══ Excerpted data
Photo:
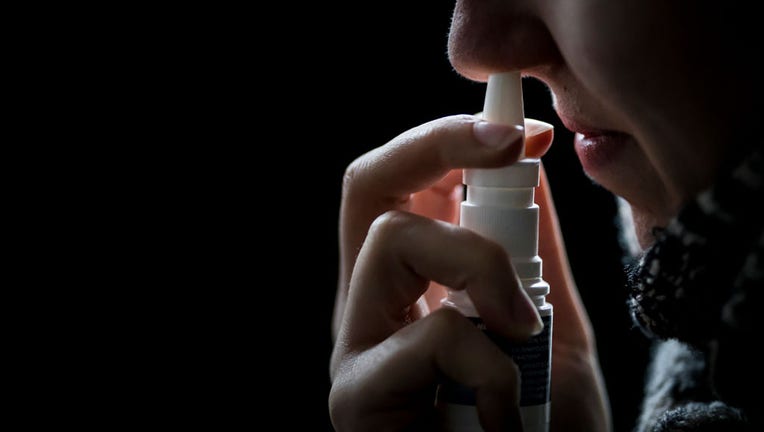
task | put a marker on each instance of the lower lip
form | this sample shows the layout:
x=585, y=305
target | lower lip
x=597, y=151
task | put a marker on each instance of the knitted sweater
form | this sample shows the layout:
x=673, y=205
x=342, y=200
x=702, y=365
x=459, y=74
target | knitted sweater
x=695, y=291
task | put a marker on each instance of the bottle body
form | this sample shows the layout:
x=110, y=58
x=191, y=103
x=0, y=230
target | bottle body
x=500, y=206
x=456, y=403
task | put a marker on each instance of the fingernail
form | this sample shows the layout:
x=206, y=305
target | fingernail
x=536, y=127
x=526, y=314
x=496, y=135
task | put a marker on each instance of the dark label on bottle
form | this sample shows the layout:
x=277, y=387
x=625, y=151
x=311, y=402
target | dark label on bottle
x=533, y=357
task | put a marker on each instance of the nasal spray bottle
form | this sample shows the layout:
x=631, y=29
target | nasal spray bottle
x=500, y=206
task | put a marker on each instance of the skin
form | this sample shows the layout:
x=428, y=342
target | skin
x=647, y=71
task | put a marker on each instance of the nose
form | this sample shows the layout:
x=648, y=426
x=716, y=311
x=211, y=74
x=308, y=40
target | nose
x=498, y=36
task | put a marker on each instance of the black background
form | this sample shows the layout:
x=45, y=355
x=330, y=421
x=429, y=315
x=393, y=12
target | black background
x=353, y=79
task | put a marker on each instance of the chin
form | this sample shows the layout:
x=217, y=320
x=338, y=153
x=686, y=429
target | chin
x=636, y=228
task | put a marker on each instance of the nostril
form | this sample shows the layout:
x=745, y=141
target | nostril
x=484, y=41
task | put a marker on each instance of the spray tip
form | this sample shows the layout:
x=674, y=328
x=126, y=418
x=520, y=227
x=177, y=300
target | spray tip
x=504, y=100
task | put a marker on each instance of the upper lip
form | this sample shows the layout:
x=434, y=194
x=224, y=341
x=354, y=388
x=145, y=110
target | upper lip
x=582, y=127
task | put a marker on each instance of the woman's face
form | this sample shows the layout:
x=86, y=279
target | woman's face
x=647, y=86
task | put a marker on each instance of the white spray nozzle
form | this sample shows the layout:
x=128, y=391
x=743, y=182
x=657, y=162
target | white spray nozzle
x=504, y=100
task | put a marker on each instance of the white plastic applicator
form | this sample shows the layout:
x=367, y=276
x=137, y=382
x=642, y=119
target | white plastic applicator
x=500, y=206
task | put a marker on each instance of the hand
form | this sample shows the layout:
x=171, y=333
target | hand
x=398, y=249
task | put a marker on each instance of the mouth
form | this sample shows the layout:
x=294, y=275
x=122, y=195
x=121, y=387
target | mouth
x=597, y=149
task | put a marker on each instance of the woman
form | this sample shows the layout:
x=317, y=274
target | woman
x=663, y=97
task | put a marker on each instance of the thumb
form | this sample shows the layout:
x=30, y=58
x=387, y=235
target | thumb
x=574, y=326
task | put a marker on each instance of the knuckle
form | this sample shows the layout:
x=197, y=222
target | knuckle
x=353, y=173
x=390, y=224
x=489, y=256
x=448, y=321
════
*Aim*. Swap "put a marker on each instance of" for "place a point on every" in every one of the records above and write them all out again, with nothing else changed. Leave the pictures out of your answer.

*Problem solution*.
Photo:
task | place a point on every the lower lip
form | this sample shows the layout:
x=585, y=305
target | lower lip
x=597, y=151
task | place a point on every the knitted sweater
form | this sample shows the layout:
x=673, y=205
x=342, y=200
x=702, y=365
x=459, y=74
target | knitted sweater
x=695, y=291
task | place a point on every the bottle body
form | this sample shows the layout:
x=110, y=58
x=191, y=103
x=0, y=230
target | bottle body
x=500, y=206
x=456, y=403
task | place a point on every the fingernail
form | this sample shows the layout:
x=206, y=305
target | fingernail
x=536, y=127
x=526, y=314
x=496, y=135
task | place a point on every the dark label on bottle
form | this sample shows the layout:
x=277, y=387
x=625, y=151
x=311, y=402
target | dark label on bottle
x=533, y=357
task | place a point on every the nasal spray bottle
form | this sample shows the layout:
x=631, y=29
target | nasal spray bottle
x=500, y=206
task | place a point on every the skin
form | this sample shows the layout:
x=428, y=342
target | skin
x=647, y=71
task | place a point on every the nose
form | this sample shows the layout:
x=648, y=426
x=716, y=311
x=211, y=74
x=308, y=40
target | nose
x=498, y=36
task | place a point on every the black background
form | this sample shows the layout:
x=45, y=355
x=330, y=421
x=429, y=315
x=393, y=12
target | black background
x=353, y=79
task | place a point on every the chin
form | this sample shows the layout:
x=217, y=320
x=338, y=153
x=686, y=429
target | chin
x=636, y=228
task | place a point on every the nostril
form | this sample shows the layout:
x=745, y=141
target | nostril
x=484, y=41
task | place a point on every the spray tip
form | this sample shows the layout:
x=674, y=328
x=126, y=418
x=520, y=227
x=177, y=300
target | spray tip
x=504, y=100
task | place a point on every the upper lip
form | this sample shows the layout:
x=434, y=194
x=224, y=341
x=354, y=388
x=145, y=110
target | upper lip
x=582, y=127
task | place a point on every the woman's face
form | this sample shows the layout:
x=86, y=279
target | woman's face
x=647, y=86
task | place a point on every the white spray nozzle
form | this sample shows the layout:
x=128, y=391
x=743, y=182
x=657, y=162
target | white spray nozzle
x=504, y=100
task | place a point on every the white plastic applicator
form | this sample shows the layout:
x=367, y=276
x=137, y=382
x=642, y=119
target | white plastic applicator
x=500, y=206
task | place a point on every the hand
form | this sample shows the layout:
x=171, y=333
target | hand
x=398, y=249
task | place a point on every the mouth
form | this sample shows the layout:
x=294, y=275
x=122, y=195
x=121, y=387
target | mouth
x=597, y=149
task | place a point on every the woman
form | this sample shows the layout:
x=317, y=274
target | woman
x=663, y=97
task | place a point on every the thumb
form | this sample shows the layout:
x=30, y=58
x=387, y=235
target | thumb
x=574, y=326
task | place a point on every the knuckle
form | this sample shows the layout:
x=197, y=222
target | knuckle
x=353, y=173
x=390, y=224
x=489, y=256
x=448, y=321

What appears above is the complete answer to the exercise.